TEXTABSCHNITT:
● ● ● ● ●
Kommentar:Kritik ja, Nörgelei nein

Auch wenn der Kreistag keine Entscheidungsgewalt über Angelegenheiten des Landkreises hat, sollten seine Resolutionen ernst genommen werden. Zumindest, wenn sie sparsam und sinnvoll genutzt werden

Von Wieland Bögel

Da könnte ja jeder kommen, das haben wir noch nie gemacht, da sind wir nicht zuständig." Diese Trias des Beamtensprüche-Klischees war lange Zeit die Leitlinie im Landratsamt, wenn es um Resolutionen des Kreistages ging. Also um Meinungsbekundungen des Gremiums über Dinge, die man dort nicht zu entscheiden hatte. Seit einigen Jahren - genauer seit der vergangenen Landratswahl - hat sich hier etwas geändert. Seitdem werden im Kreistag Resolutionen tatsächlich inhaltlich diskutiert, anstatt sie mit Verweis auf Formalien vom Tisch zu wischen. Eine gute Entwicklung.

Denn ein Gremium wie der Kreistag muss auch jenseits seiner eigenen Zuständigkeit kein politisches Neutrum sein. Schließlich geht es bei vielen der in den Resolutionen angesprochenen Dinge um solche, die den Landkreis trotzdem betreffen, auch wenn er darüber nicht zu entscheiden hat. Seien es der Ausbau des Flughafens, der den nördlichen Landkreiskommunen mit Sicherheit mehr Lärm bringen wird. Genau wie eine Zunahme des Zugverkehrs Folge des Brennerbasistunnels sein wird. Oder sei es, dass man die Sorgen der Landkreisbürger vor genmanipulierten Pflanzen auf den Äckern ernst nimmt und sich für ein Verbot stark macht. Und wenn man vom Landkreis aus, etwa von Forstinning, bei klarem Wetter die Dampfsäule des Kernkraftwerks Isar 1 sehen kann, darf auch im Kreistag die Frage erlaubt sein, ob man sich mit dem Uraltreaktor in Sichtweite wirklich noch wohlfühlt.
● ● ● ● ●
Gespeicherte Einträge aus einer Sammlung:
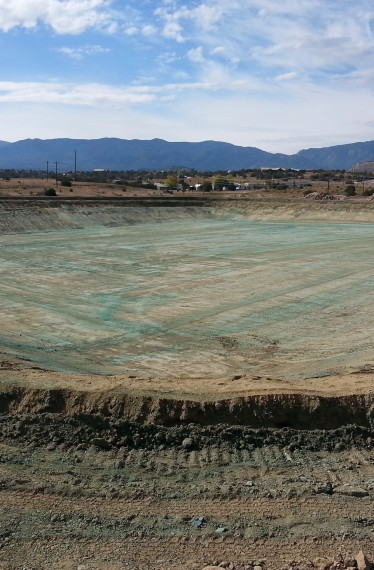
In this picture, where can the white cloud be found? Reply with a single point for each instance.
(196, 55)
(63, 16)
(286, 76)
(72, 94)
(80, 53)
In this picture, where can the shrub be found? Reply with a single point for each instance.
(49, 192)
(350, 190)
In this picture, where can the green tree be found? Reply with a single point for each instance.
(171, 182)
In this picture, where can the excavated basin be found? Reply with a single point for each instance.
(186, 292)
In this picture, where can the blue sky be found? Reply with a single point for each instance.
(280, 76)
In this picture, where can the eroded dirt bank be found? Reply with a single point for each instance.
(312, 404)
(23, 215)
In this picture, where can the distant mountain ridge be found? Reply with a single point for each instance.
(158, 154)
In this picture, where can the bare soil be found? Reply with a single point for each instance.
(110, 472)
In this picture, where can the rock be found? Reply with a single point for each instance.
(100, 442)
(187, 443)
(324, 488)
(322, 563)
(362, 562)
(351, 491)
(198, 522)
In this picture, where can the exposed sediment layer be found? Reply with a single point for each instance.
(314, 404)
(318, 403)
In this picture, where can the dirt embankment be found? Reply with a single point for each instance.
(19, 215)
(314, 404)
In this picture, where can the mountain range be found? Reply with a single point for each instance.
(158, 154)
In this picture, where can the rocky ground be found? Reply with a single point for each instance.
(91, 493)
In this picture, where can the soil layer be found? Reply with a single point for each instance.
(246, 468)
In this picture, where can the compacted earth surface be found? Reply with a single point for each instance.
(186, 388)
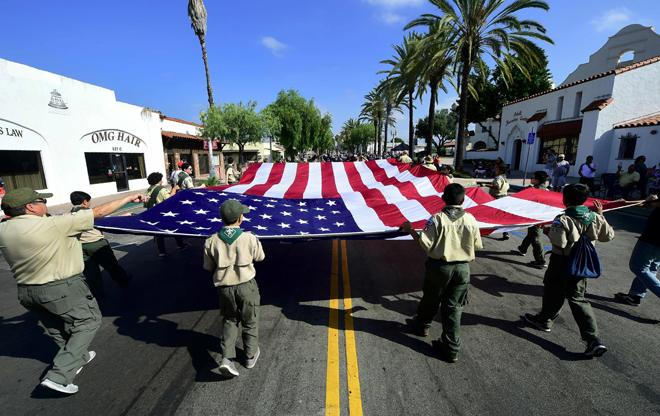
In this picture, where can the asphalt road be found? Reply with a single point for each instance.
(158, 354)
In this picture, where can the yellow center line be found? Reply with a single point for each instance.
(332, 377)
(354, 394)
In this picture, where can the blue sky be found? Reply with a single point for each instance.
(147, 53)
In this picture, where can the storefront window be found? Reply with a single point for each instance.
(561, 145)
(21, 169)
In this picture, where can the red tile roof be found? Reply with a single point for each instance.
(598, 105)
(645, 122)
(537, 117)
(601, 75)
(565, 128)
(163, 117)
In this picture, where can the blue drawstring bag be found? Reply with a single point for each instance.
(583, 262)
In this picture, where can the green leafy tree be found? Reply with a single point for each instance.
(470, 29)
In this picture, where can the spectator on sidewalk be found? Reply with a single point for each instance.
(645, 259)
(97, 252)
(587, 171)
(559, 171)
(627, 182)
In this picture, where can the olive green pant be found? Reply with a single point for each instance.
(446, 284)
(240, 303)
(556, 287)
(535, 239)
(70, 314)
(96, 255)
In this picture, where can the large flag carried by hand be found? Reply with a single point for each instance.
(309, 201)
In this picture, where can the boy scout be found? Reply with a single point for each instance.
(535, 232)
(450, 239)
(499, 186)
(230, 254)
(564, 233)
(97, 252)
(46, 259)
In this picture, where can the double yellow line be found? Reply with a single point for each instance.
(332, 401)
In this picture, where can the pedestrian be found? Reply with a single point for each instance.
(97, 252)
(587, 171)
(559, 171)
(499, 187)
(549, 159)
(645, 258)
(230, 255)
(534, 235)
(156, 193)
(627, 182)
(46, 259)
(564, 232)
(449, 238)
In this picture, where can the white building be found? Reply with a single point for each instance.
(608, 108)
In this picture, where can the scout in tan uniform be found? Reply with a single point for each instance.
(230, 254)
(450, 239)
(557, 286)
(46, 259)
(97, 252)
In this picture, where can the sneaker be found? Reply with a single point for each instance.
(250, 362)
(227, 368)
(596, 348)
(631, 300)
(69, 389)
(533, 319)
(421, 330)
(92, 354)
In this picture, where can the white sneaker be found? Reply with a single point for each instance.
(92, 354)
(227, 368)
(250, 362)
(70, 389)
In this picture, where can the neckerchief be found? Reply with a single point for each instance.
(230, 234)
(581, 214)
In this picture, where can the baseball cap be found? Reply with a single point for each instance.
(231, 210)
(22, 196)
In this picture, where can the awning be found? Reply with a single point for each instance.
(564, 128)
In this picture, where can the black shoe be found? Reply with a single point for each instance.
(631, 300)
(533, 319)
(596, 348)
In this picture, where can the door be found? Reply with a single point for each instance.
(119, 170)
(516, 164)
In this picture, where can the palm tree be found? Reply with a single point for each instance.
(474, 28)
(197, 14)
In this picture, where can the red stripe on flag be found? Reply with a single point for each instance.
(297, 188)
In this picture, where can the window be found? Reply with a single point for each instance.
(21, 169)
(561, 145)
(627, 146)
(578, 104)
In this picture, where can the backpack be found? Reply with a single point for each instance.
(583, 262)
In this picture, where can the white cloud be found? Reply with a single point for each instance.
(613, 19)
(274, 45)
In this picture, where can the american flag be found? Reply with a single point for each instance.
(309, 201)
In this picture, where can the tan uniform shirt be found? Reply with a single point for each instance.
(565, 231)
(162, 195)
(44, 249)
(232, 264)
(451, 241)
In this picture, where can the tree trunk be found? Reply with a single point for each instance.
(206, 66)
(462, 113)
(429, 139)
(411, 126)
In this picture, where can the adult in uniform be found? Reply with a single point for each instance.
(46, 259)
(97, 252)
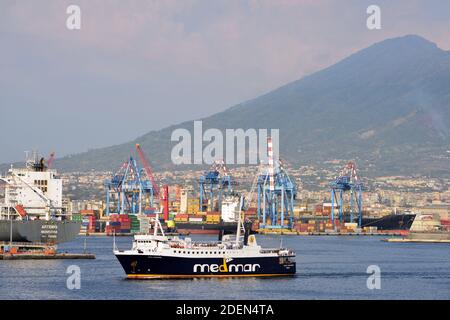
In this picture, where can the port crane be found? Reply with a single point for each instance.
(276, 194)
(214, 184)
(347, 181)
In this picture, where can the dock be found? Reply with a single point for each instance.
(335, 233)
(43, 256)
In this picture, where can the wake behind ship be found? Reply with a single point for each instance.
(31, 205)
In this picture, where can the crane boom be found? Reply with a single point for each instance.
(147, 169)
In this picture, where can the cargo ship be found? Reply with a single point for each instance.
(401, 221)
(157, 256)
(31, 205)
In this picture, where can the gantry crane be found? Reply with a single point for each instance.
(347, 181)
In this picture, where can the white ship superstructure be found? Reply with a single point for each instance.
(35, 189)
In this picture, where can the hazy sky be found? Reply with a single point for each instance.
(141, 65)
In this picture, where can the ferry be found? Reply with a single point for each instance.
(157, 256)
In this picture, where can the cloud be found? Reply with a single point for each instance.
(172, 60)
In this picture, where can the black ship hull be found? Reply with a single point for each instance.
(141, 266)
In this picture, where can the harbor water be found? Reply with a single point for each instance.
(327, 268)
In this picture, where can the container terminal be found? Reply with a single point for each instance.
(133, 197)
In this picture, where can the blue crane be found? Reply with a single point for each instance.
(276, 196)
(214, 184)
(128, 190)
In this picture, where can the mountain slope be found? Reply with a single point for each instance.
(387, 106)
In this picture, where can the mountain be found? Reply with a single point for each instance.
(386, 106)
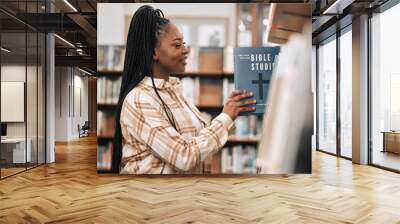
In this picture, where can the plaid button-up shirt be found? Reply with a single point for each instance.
(151, 145)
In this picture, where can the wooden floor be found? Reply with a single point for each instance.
(70, 191)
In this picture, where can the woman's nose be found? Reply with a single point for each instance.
(186, 50)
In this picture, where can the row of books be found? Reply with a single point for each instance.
(210, 59)
(105, 123)
(210, 92)
(108, 89)
(200, 59)
(110, 58)
(104, 152)
(244, 125)
(238, 159)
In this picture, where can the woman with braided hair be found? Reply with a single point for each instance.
(157, 130)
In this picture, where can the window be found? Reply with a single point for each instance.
(327, 96)
(385, 88)
(346, 93)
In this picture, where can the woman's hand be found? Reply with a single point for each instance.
(235, 103)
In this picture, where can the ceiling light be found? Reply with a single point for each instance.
(65, 41)
(337, 7)
(70, 5)
(5, 50)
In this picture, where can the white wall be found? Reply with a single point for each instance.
(112, 31)
(67, 80)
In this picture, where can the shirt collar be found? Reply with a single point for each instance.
(161, 83)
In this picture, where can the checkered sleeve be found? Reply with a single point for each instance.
(146, 123)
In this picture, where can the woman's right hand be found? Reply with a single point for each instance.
(235, 103)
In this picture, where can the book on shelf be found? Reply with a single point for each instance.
(110, 58)
(192, 62)
(253, 72)
(228, 59)
(104, 154)
(211, 59)
(206, 92)
(105, 123)
(248, 125)
(238, 159)
(108, 89)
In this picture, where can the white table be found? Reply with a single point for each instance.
(18, 150)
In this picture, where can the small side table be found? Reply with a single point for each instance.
(391, 141)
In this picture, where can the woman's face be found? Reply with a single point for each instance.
(171, 52)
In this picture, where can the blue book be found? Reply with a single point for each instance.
(253, 68)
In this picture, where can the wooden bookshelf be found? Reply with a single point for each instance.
(106, 105)
(109, 73)
(179, 75)
(243, 139)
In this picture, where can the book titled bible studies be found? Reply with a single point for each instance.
(253, 67)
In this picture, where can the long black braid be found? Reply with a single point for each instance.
(146, 25)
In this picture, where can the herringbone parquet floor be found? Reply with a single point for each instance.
(70, 191)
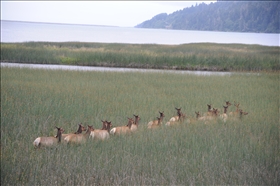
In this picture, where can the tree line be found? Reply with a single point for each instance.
(225, 16)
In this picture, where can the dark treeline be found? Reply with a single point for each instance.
(222, 16)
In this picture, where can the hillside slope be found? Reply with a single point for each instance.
(221, 16)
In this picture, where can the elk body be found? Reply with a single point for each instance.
(122, 129)
(207, 118)
(81, 128)
(134, 125)
(179, 118)
(102, 134)
(79, 138)
(236, 111)
(156, 123)
(49, 141)
(224, 116)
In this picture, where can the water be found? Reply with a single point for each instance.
(12, 31)
(109, 69)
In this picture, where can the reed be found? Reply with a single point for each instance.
(201, 56)
(232, 153)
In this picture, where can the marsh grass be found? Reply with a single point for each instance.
(201, 56)
(238, 152)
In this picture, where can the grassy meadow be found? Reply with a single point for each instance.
(239, 152)
(199, 56)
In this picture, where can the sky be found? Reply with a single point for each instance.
(110, 13)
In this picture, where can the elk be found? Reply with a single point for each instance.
(103, 133)
(241, 113)
(79, 138)
(228, 103)
(236, 111)
(122, 129)
(207, 118)
(179, 118)
(209, 110)
(81, 128)
(156, 123)
(48, 141)
(224, 115)
(134, 125)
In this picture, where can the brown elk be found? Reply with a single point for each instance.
(209, 110)
(134, 125)
(176, 119)
(81, 128)
(123, 129)
(236, 111)
(49, 141)
(79, 138)
(228, 103)
(103, 133)
(208, 118)
(241, 113)
(224, 115)
(156, 123)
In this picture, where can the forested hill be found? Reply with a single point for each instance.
(221, 16)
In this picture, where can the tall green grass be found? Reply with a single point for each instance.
(242, 152)
(201, 56)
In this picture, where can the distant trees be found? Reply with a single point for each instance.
(222, 16)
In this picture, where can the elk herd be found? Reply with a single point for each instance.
(83, 134)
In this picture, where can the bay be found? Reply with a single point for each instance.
(15, 31)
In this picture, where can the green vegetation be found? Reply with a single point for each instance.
(262, 16)
(242, 152)
(202, 56)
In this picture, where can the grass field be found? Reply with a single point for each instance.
(238, 152)
(200, 56)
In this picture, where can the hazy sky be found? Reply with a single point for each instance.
(114, 13)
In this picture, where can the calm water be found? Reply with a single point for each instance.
(110, 69)
(25, 31)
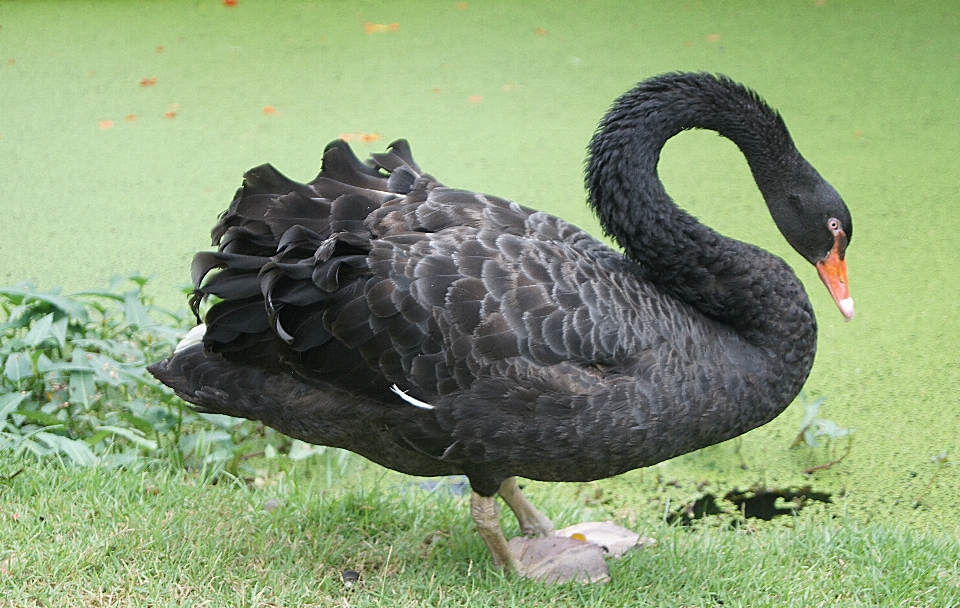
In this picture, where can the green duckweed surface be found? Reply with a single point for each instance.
(125, 128)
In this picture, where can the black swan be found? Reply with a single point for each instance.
(439, 331)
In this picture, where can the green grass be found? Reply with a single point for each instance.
(97, 537)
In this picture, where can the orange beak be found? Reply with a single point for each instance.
(833, 273)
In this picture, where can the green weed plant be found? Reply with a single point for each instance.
(73, 383)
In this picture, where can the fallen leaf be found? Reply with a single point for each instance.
(554, 559)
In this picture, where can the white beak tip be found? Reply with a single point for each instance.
(846, 308)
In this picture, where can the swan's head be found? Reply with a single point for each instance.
(816, 222)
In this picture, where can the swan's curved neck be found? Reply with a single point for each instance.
(729, 281)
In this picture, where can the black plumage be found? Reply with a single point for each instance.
(543, 352)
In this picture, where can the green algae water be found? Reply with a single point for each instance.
(125, 129)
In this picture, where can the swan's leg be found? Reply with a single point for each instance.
(532, 521)
(486, 514)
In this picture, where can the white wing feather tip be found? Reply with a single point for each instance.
(411, 400)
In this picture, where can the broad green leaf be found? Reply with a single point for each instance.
(44, 418)
(9, 402)
(76, 450)
(18, 367)
(134, 436)
(40, 331)
(59, 330)
(82, 388)
(26, 293)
● ● ● ● ●
ZU ERLEDIGENDE AUFGABEN:
A – Zähle die Beamtensprüche auf, die der Textabschnitt als Trias des Klischees zitiert.
B – Seit welchem Ereignis werden laut Textabschnitt die Resolutionen im Kreistag inhaltlich diskutiert?

LÖSUNGEN:
A –
- Da könnte ja jeder kommen
- das haben wir noch nie gemacht
- da sind wir nicht zuständig

B – Seit der vergangenen Landratswahl.